— SOURCE MATERIAL —
──────────

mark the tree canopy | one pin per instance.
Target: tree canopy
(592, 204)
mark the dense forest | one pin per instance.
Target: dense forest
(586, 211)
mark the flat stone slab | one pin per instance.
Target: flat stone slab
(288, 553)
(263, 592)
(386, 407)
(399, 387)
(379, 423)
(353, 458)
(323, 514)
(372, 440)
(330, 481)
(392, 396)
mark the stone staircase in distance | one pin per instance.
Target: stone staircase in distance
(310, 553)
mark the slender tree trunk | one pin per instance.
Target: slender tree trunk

──────────

— EXERCISE AIM —
Reproduce all the entries verbatim, leaving nothing out.

— RESULT OF THE TASK —
mark the tree canopy | one pin per instance.
Target: tree canopy
(592, 204)
mark the dense forest | one pin per instance.
Target: dense forest
(586, 211)
mark the flat stone slab | one pin per instance.
Target: flat stone slab
(288, 553)
(263, 592)
(386, 407)
(399, 387)
(379, 423)
(353, 458)
(323, 514)
(372, 440)
(330, 481)
(392, 396)
mark the stone staircase in distance | one pin per instance.
Target: stone staircase in distance
(310, 553)
mark the slender tree trunk | one pin per instance.
Target: slender tree trunk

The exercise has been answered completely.